### Exercise task 1
In the ECU reset thread, how long does chimmike say to unplug the battery?
### Exercise task 2
Reproduce, word for word, the stretch of the ECU reset thread from "## shift_of_legend (Jun" through "a special edition.".

### Text block
# reset ecu



## b12boi (Dec 21, 2003)

i have a nissan N16 QG16de and i want to reset my ecu . does anyone know how ?


----------



## chimmike (Oct 17, 2002)

same way for any other car. unplug the battery for 10-20 minutes.


----------



## sentravis (Jul 7, 2002)

chimmike said:


> same way for any other car. unplug the battery for 10-20 minutes.


I doubt that works. But will try it. Im looking for the thread on which way to turn the screw on the ecu and how manytimes of what.


----------



## chimmike (Oct 17, 2002)

don't doubt it. it works. 

i wouldn't tell him something I don't do myself.


----------



## shift_of_legend (Jun 2, 2004)

chimmike said:


> don't doubt it. it works.
> 
> i wouldn't tell him something I don't do myself.


I hope it works, because I've seen where the newer ecu's don't reset that easily. The dealer had to actually reset it for a friend of mine. He even tried leaving the battery plugged out over night. The dealer told us that the ECU on his N16 doesn't reset like that. Needless to say it was upsetting to hear because that means no self learning after any new mods.

But this might not apply to your ECU, as his car was a special edition.


----------



## Zen31ZR (Mar 24, 2004)

One good way to make absolutely sure the ECU is dead is to step on the brake pedal after the battery cable is disconnected.


----------

### Data listing
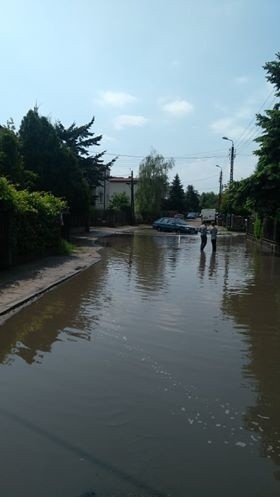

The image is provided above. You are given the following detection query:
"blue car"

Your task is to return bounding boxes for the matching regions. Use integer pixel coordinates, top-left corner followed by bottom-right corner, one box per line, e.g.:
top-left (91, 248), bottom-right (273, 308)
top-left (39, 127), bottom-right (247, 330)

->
top-left (153, 217), bottom-right (198, 235)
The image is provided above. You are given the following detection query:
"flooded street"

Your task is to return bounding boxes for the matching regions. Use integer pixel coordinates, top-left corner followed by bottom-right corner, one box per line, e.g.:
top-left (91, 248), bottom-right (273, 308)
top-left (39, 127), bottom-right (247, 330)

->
top-left (0, 235), bottom-right (280, 497)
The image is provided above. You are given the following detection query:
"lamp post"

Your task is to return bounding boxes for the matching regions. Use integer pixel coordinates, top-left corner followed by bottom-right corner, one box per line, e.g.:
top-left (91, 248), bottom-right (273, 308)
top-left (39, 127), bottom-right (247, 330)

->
top-left (216, 164), bottom-right (223, 214)
top-left (223, 136), bottom-right (235, 183)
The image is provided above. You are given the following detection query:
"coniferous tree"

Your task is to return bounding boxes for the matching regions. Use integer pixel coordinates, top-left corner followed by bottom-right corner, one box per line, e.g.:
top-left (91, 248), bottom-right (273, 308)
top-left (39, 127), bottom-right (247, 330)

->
top-left (167, 174), bottom-right (185, 213)
top-left (135, 151), bottom-right (173, 221)
top-left (185, 185), bottom-right (199, 212)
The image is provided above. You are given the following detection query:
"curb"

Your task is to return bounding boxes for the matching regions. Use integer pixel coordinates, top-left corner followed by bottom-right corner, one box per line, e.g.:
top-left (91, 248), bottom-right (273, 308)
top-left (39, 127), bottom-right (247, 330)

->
top-left (0, 256), bottom-right (101, 317)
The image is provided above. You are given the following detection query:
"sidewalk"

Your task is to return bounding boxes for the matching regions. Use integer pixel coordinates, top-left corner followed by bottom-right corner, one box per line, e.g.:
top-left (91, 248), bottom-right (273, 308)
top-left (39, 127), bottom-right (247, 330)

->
top-left (0, 226), bottom-right (135, 323)
top-left (0, 225), bottom-right (238, 324)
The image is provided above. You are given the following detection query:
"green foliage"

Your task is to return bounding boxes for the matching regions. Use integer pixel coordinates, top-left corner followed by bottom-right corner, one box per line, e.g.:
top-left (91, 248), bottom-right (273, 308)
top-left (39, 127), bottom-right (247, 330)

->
top-left (200, 192), bottom-right (219, 209)
top-left (185, 185), bottom-right (199, 212)
top-left (19, 108), bottom-right (111, 216)
top-left (55, 117), bottom-right (116, 189)
top-left (254, 216), bottom-right (263, 239)
top-left (0, 127), bottom-right (35, 187)
top-left (167, 174), bottom-right (185, 213)
top-left (221, 178), bottom-right (253, 216)
top-left (135, 151), bottom-right (174, 221)
top-left (219, 53), bottom-right (280, 219)
top-left (0, 177), bottom-right (66, 256)
top-left (109, 192), bottom-right (130, 212)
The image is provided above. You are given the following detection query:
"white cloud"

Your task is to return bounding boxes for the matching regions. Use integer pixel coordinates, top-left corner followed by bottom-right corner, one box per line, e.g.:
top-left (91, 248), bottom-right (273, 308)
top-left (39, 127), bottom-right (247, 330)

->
top-left (171, 59), bottom-right (181, 67)
top-left (114, 114), bottom-right (148, 129)
top-left (210, 117), bottom-right (244, 139)
top-left (234, 76), bottom-right (249, 86)
top-left (102, 134), bottom-right (118, 143)
top-left (100, 91), bottom-right (137, 107)
top-left (162, 99), bottom-right (193, 117)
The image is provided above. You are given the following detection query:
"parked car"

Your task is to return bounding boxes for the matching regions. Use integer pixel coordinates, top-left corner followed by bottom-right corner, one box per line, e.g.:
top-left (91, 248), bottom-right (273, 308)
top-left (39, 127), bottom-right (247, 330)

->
top-left (153, 217), bottom-right (198, 235)
top-left (187, 212), bottom-right (197, 219)
top-left (153, 217), bottom-right (168, 230)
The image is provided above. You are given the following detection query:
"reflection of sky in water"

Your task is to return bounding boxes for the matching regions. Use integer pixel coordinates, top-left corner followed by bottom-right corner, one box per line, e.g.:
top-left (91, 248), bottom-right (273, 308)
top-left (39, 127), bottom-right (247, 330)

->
top-left (0, 235), bottom-right (280, 497)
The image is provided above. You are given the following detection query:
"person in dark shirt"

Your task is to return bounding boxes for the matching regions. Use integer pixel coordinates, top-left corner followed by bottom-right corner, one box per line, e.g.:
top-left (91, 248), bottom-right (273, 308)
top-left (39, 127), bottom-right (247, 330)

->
top-left (200, 221), bottom-right (207, 252)
top-left (210, 222), bottom-right (218, 252)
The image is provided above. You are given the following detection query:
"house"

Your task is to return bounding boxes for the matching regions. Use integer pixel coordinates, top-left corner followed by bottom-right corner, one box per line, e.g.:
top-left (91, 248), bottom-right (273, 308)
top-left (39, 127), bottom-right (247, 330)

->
top-left (95, 176), bottom-right (138, 211)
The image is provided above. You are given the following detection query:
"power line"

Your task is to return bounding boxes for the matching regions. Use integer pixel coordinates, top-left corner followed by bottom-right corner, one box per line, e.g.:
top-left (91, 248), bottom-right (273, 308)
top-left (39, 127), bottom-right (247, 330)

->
top-left (236, 90), bottom-right (277, 147)
top-left (104, 152), bottom-right (229, 160)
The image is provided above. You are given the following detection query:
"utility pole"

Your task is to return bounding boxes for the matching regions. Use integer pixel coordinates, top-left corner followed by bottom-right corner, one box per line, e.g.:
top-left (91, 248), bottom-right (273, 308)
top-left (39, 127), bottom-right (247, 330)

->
top-left (216, 164), bottom-right (223, 214)
top-left (223, 136), bottom-right (235, 184)
top-left (229, 142), bottom-right (235, 184)
top-left (130, 171), bottom-right (135, 225)
top-left (219, 170), bottom-right (223, 210)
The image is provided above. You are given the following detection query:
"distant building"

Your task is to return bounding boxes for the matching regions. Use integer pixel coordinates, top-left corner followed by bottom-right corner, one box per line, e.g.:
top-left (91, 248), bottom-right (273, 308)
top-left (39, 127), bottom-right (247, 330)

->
top-left (95, 176), bottom-right (138, 211)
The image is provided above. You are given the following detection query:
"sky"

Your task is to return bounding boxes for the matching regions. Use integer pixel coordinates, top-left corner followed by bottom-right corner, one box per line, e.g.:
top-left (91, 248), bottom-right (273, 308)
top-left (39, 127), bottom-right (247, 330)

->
top-left (0, 0), bottom-right (280, 193)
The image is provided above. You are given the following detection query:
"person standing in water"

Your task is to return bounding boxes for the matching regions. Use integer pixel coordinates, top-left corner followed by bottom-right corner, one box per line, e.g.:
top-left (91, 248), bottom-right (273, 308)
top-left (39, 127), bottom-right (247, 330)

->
top-left (200, 221), bottom-right (207, 252)
top-left (210, 222), bottom-right (218, 252)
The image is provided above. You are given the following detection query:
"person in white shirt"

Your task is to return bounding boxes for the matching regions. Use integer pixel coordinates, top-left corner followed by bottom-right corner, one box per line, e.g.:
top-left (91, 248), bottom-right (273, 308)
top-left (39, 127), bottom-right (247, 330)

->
top-left (210, 222), bottom-right (218, 252)
top-left (200, 221), bottom-right (207, 252)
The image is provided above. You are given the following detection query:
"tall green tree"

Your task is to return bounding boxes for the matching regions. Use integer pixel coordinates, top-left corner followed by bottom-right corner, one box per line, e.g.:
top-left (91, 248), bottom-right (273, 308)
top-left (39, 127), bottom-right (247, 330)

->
top-left (0, 126), bottom-right (35, 188)
top-left (248, 52), bottom-right (280, 217)
top-left (19, 107), bottom-right (90, 215)
top-left (200, 192), bottom-right (218, 209)
top-left (167, 174), bottom-right (185, 213)
top-left (135, 151), bottom-right (174, 221)
top-left (185, 185), bottom-right (199, 212)
top-left (55, 117), bottom-right (116, 189)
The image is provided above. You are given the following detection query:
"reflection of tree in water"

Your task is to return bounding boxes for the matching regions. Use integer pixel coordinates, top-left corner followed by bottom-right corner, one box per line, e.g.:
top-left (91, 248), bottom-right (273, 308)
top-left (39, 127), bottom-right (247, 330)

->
top-left (105, 235), bottom-right (167, 291)
top-left (198, 251), bottom-right (206, 280)
top-left (0, 263), bottom-right (110, 364)
top-left (223, 248), bottom-right (280, 472)
top-left (208, 252), bottom-right (217, 279)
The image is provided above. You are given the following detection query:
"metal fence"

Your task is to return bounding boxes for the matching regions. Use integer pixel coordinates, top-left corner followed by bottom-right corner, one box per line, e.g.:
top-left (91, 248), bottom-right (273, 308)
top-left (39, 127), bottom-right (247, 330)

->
top-left (246, 217), bottom-right (280, 245)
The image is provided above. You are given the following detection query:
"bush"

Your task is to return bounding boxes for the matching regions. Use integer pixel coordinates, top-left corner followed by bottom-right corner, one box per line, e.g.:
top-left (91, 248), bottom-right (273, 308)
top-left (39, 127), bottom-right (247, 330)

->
top-left (254, 216), bottom-right (263, 239)
top-left (0, 177), bottom-right (66, 256)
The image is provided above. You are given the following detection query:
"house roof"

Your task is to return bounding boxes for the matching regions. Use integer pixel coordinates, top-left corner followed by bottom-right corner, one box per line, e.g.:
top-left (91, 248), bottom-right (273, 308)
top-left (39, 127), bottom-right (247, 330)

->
top-left (109, 176), bottom-right (137, 183)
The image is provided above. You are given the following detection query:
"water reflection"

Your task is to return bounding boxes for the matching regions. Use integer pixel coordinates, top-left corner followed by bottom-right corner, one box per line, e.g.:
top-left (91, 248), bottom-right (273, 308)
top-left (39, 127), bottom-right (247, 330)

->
top-left (0, 236), bottom-right (280, 497)
top-left (223, 246), bottom-right (280, 479)
top-left (0, 267), bottom-right (109, 364)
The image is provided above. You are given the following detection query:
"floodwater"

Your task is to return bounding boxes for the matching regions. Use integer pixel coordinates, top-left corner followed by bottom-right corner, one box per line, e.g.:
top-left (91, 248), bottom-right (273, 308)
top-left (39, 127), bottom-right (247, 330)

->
top-left (0, 235), bottom-right (280, 497)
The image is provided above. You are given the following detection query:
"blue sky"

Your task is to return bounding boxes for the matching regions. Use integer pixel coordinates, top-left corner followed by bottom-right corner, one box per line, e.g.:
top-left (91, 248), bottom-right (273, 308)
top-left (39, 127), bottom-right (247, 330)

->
top-left (0, 0), bottom-right (280, 192)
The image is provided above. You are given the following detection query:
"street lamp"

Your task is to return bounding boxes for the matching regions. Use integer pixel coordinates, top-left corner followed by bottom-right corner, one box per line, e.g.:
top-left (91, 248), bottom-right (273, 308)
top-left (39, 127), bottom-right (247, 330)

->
top-left (223, 136), bottom-right (235, 183)
top-left (216, 164), bottom-right (223, 214)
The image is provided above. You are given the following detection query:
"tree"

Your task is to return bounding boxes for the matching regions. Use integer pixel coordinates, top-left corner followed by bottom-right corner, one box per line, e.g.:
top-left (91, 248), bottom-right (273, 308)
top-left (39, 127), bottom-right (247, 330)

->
top-left (221, 177), bottom-right (252, 216)
top-left (135, 151), bottom-right (174, 221)
top-left (167, 174), bottom-right (185, 213)
top-left (55, 117), bottom-right (116, 190)
top-left (185, 185), bottom-right (199, 212)
top-left (0, 126), bottom-right (35, 188)
top-left (248, 52), bottom-right (280, 218)
top-left (19, 107), bottom-right (61, 192)
top-left (19, 107), bottom-right (116, 216)
top-left (109, 192), bottom-right (130, 211)
top-left (200, 192), bottom-right (218, 209)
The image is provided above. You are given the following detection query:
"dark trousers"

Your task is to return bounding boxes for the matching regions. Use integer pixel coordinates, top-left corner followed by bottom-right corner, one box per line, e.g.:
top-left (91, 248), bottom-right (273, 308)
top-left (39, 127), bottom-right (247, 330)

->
top-left (200, 235), bottom-right (207, 250)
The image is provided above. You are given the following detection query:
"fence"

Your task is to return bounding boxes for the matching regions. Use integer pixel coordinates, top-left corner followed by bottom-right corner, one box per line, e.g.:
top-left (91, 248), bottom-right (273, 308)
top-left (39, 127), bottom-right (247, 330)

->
top-left (0, 211), bottom-right (12, 269)
top-left (246, 217), bottom-right (280, 245)
top-left (217, 214), bottom-right (247, 232)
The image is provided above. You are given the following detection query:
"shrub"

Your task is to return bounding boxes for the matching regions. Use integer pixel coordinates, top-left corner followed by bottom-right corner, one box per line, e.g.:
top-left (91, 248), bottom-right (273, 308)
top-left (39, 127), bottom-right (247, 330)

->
top-left (0, 178), bottom-right (66, 256)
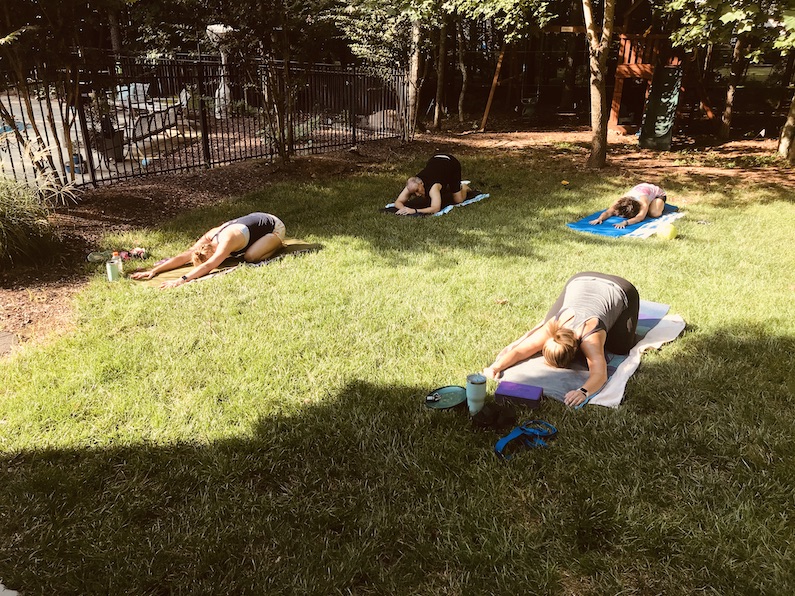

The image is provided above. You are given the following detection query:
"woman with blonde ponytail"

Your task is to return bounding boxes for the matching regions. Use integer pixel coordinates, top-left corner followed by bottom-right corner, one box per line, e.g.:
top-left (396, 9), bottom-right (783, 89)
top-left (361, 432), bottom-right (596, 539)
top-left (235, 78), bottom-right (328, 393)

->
top-left (130, 212), bottom-right (286, 288)
top-left (484, 271), bottom-right (640, 406)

### Task output 1
10-20 minutes.

### Task output 2
## shift_of_legend (Jun 2, 2004)

chimmike said:


> don't doubt it. it works.
> 
> i wouldn't tell him something I don't do myself.


I hope it works, because I've seen where the newer ecu's don't reset that easily. The dealer had to actually reset it for a friend of mine. He even tried leaving the battery plugged out over night. The dealer told us that the ECU on his N16 doesn't reset like that. Needless to say it was upsetting to hear because that means no self learning after any new mods.

But this might not apply to your ECU, as his car was a special edition.